The Faith and Freedom Coalition’s “narrowcast” comes in the form of about 30,000 one-page leaflets that volunteers will slip into church bulletins across the district ahead of the election. They list a series of issues that are resonant with conservatives and at the top of Mr. Trump’s agenda — like Planned Parenthood funding, “abortion on demand,” freedom of speech for churches and “amnesty for illegal immigrants” — and offer a side-by-side comparison of Ms. Handel’s and Mr. Ossoff’s stands.

The coalition has identified more than 100,000 potential voters it will target in 250,000 phone calls, 22,000 home visits and 12 videos that will be sent to their phones and computers.

At the other end of the spectrum are groups like the Chamber of Commerce, Americans for Prosperity and the Congressional Leadership Fund, which are determined to keep their distance from Mr. Trump. The Congressional Leadership Fund plans to have at least 20 offices up and running by the end of the year in districts across the country, including one in Roswell that will stay open after the June election.

▸ **ENTRIES PROVIDED**:

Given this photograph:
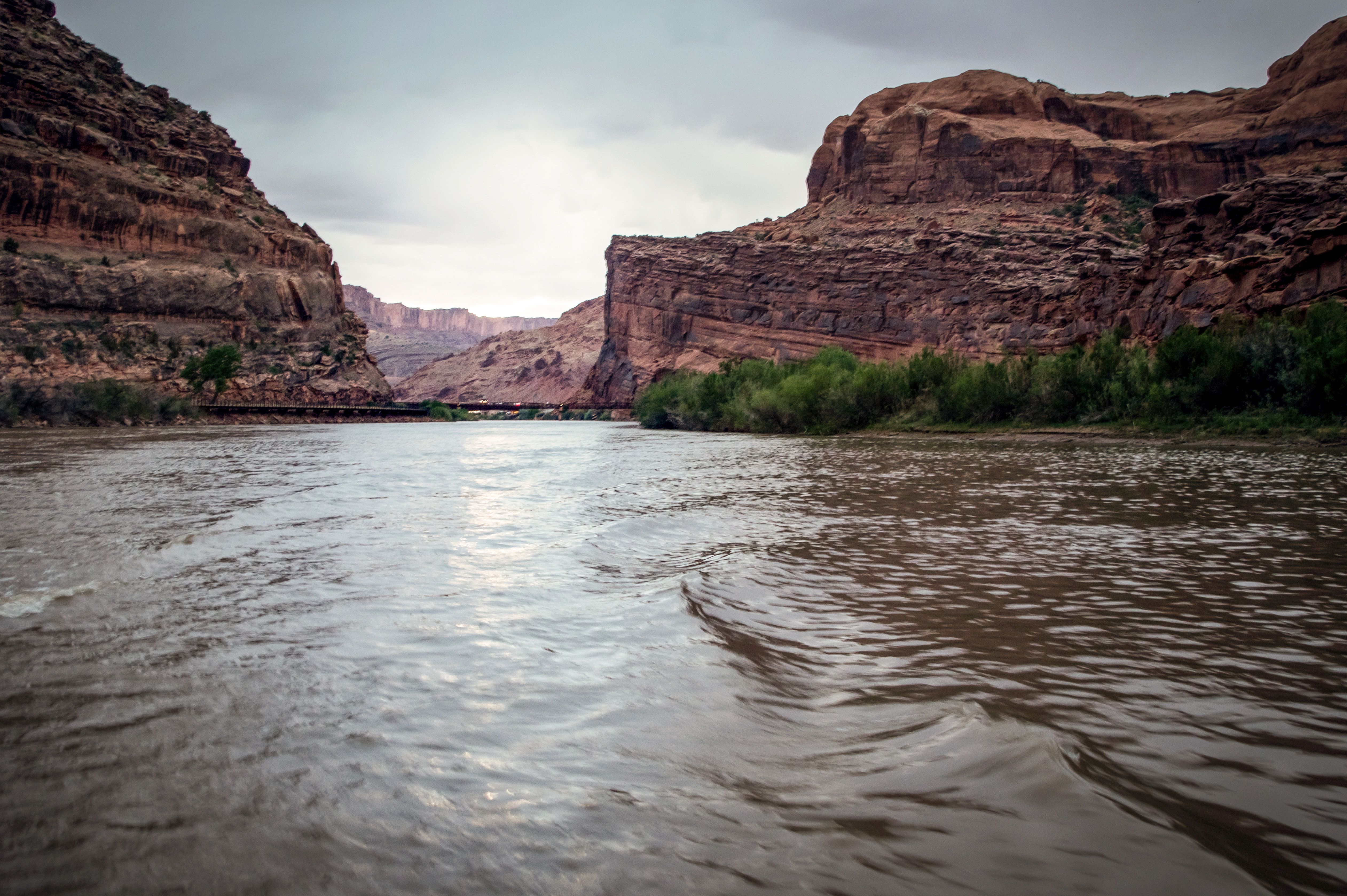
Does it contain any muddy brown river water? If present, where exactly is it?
* * *
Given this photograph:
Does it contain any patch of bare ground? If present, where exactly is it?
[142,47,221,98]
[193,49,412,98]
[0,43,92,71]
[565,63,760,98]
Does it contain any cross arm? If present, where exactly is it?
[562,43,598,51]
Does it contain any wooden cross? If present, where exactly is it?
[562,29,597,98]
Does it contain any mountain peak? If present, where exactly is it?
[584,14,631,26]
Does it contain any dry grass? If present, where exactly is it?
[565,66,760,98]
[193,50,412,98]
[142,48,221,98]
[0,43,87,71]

▸ **WRITTEN TASK 1**: According to the election passage, roughly how many one-page leaflets make up the Faith and Freedom Coalition's "narrowcast"?
▸ **WRITTEN TASK 2**: Using the election passage, explain what the coalition's leaflets present to churchgoers and how they frame the two candidates.
▸ **WRITTEN TASK 3**: Repeat the section of the election passage from "At the other" up to and including "the June election.".
The items have no connection to the election passage.

▸ **EXERCISE OUTPUT 1**: About 30,000.

▸ **EXERCISE OUTPUT 2**: The leaflets list issues that resonate with conservatives and sit at the top of Mr. Trump's agenda, such as Planned Parenthood funding, "abortion on demand," freedom of speech for churches and "amnesty for illegal immigrants." They then give a side-by-side comparison of Ms. Handel's and Mr. Ossoff's stands on those issues.

▸ **EXERCISE OUTPUT 3**:
At the other end of the spectrum are groups like the Chamber of Commerce, Americans for Prosperity and the Congressional Leadership Fund, which are determined to keep their distance from Mr. Trump. The Congressional Leadership Fund plans to have at least 20 offices up and running by the end of the year in districts across the country, including one in Roswell that will stay open after the June election.